# [PAGE TEXT]
┄┄┄┄┄┄
Penn State Campuses To Stay Largely Closed For Summer, As University Stays Online Due To COVID-19
Penn State will continue holding classes online, not in-person, this summer. The university pointed to the need to protect the health of students and employees as COVID-19 continues to spread.
Penn State is leaving open the possibility of returning to on-campus classes in its second summer session. The university says that decision will be based on guidance from government and health authorities.
The move to online learning applies to all of the university’s campuses.
The university will adjust tuition to reflect the change.
“As Pennsylvania’s land-grant institution, we recognize the sustained financial hardship the coronavirus pandemic is putting on Pennsylvania families, and families everywhere,” said Penn State President Eric Barron in a news release announcing the decision.
Marisa Cameron, a junior majoring in economics and public relations at Penn State, is from Bellefonte. She said she gets why the university made the decision to stay online, but it’s frustrating.
“Part of the reason why people go to Penn State and love it so much is because of the culture, and the culture is on campus. So, it’ll be, it’ll be nice to get back there," Cameron said.
┄┄┄┄┄┄
# [PROVIDED INFORMATION]

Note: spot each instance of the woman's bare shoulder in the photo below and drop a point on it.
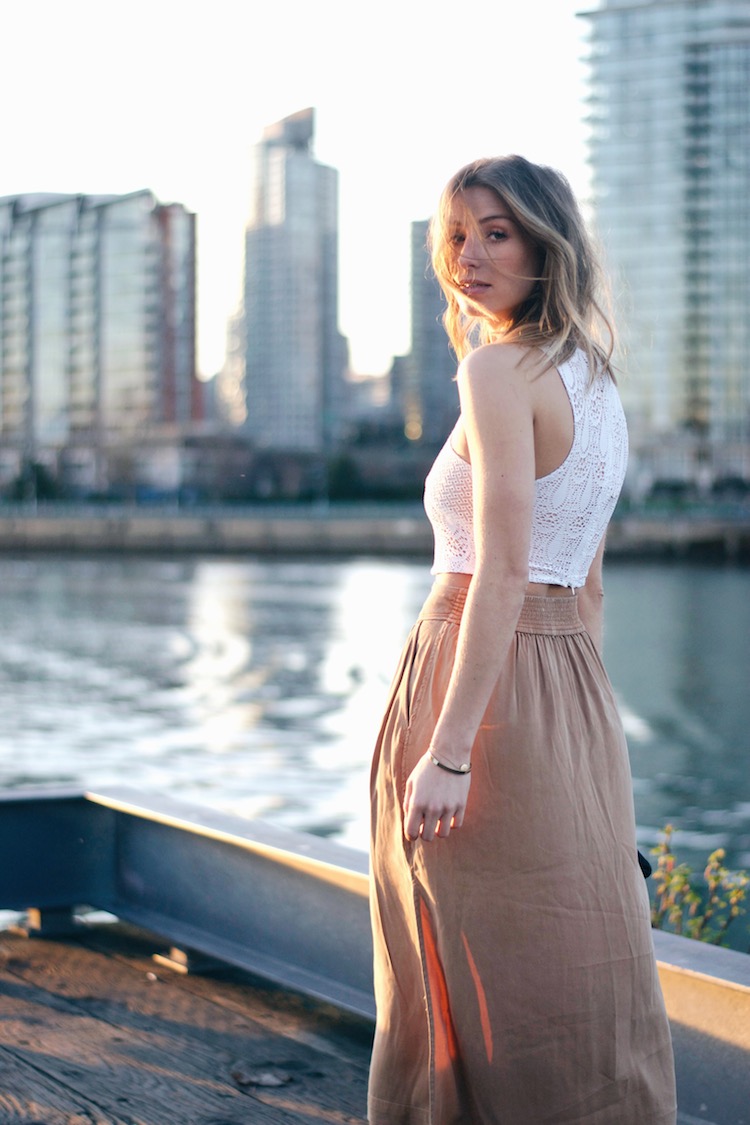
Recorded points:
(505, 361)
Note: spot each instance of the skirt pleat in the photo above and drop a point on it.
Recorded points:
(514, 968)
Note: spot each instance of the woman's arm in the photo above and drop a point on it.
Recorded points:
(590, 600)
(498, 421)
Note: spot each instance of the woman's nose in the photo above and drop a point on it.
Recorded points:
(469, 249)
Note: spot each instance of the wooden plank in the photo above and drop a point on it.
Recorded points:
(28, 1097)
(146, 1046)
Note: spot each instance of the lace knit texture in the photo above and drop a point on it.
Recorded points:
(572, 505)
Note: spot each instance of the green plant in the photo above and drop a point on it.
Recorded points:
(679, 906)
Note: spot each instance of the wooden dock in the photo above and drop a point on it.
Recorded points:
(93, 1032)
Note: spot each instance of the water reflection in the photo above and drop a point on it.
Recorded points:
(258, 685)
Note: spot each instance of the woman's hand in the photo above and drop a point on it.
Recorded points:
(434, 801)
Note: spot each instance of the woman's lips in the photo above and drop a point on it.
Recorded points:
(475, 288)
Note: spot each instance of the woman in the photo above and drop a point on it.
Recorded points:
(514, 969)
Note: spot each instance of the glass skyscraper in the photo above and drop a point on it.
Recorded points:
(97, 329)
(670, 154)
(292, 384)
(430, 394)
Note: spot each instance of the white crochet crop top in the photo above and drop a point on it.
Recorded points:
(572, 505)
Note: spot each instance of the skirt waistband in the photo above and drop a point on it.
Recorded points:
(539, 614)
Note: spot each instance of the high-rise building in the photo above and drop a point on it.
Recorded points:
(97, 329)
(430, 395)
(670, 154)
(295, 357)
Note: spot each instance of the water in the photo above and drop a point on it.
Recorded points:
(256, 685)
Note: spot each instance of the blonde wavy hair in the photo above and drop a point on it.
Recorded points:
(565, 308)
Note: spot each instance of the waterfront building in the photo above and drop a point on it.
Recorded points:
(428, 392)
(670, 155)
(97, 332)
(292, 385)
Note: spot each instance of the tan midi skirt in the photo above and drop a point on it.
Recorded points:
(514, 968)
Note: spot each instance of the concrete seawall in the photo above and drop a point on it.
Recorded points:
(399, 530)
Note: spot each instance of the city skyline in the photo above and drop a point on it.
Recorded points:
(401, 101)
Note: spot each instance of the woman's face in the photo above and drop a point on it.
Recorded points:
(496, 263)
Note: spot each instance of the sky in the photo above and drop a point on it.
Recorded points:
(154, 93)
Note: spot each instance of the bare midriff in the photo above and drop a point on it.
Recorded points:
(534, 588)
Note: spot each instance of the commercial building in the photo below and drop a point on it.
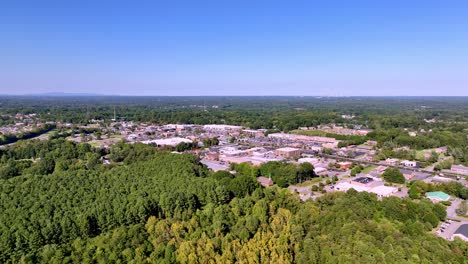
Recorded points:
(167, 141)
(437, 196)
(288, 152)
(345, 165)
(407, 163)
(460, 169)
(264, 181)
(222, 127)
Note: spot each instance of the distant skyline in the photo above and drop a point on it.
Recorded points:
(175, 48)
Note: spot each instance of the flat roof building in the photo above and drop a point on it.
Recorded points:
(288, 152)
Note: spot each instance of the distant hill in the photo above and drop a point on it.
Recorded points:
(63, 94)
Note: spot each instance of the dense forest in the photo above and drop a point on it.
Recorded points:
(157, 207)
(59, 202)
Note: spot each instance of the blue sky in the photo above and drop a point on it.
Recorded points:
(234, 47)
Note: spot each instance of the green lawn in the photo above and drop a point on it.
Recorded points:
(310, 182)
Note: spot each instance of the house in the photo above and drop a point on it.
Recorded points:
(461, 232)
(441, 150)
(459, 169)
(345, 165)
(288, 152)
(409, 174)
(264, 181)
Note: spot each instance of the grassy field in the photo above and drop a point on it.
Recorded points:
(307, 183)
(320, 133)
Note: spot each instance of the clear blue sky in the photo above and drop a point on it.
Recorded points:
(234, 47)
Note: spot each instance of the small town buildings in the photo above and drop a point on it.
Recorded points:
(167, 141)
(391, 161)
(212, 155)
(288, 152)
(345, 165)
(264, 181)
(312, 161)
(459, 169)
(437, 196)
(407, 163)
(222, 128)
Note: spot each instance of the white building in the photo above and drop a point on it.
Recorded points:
┄┄┄┄┄┄
# [WORK TASK 1]
In the article on Penn State's summer closure, what is Marisa Cameron majoring in?
# [WORK TASK 2]
Continue the article on Penn State's summer closure from the end of Cameron's quote.
The entries play no part in what follows.

# [RESPONSE AREA 1]
Economics and public relations.

# [RESPONSE AREA 2]
Barron said the decision will impact the revenue stream for the university, but it won’t change the quality of the programs.
According to a spokesman, Penn State currently estimates that it will see more than $138 million in revenue losses and $6.5 million in added expenses this semester.
The state is under stay-at-home orders at least through the end of the month. And most Penn State employees are working remotely.
That will last through at least May 8th. A spokesman said a decision about whether that will continue will be based on possible extensions to Gov. Wolf’s orders and the guidance of public health authorities.
The spokesman said any decisions on the fall sports season will be based on guidelines and recommendations from government and public health authorities, as well as the NCAA and Big Ten.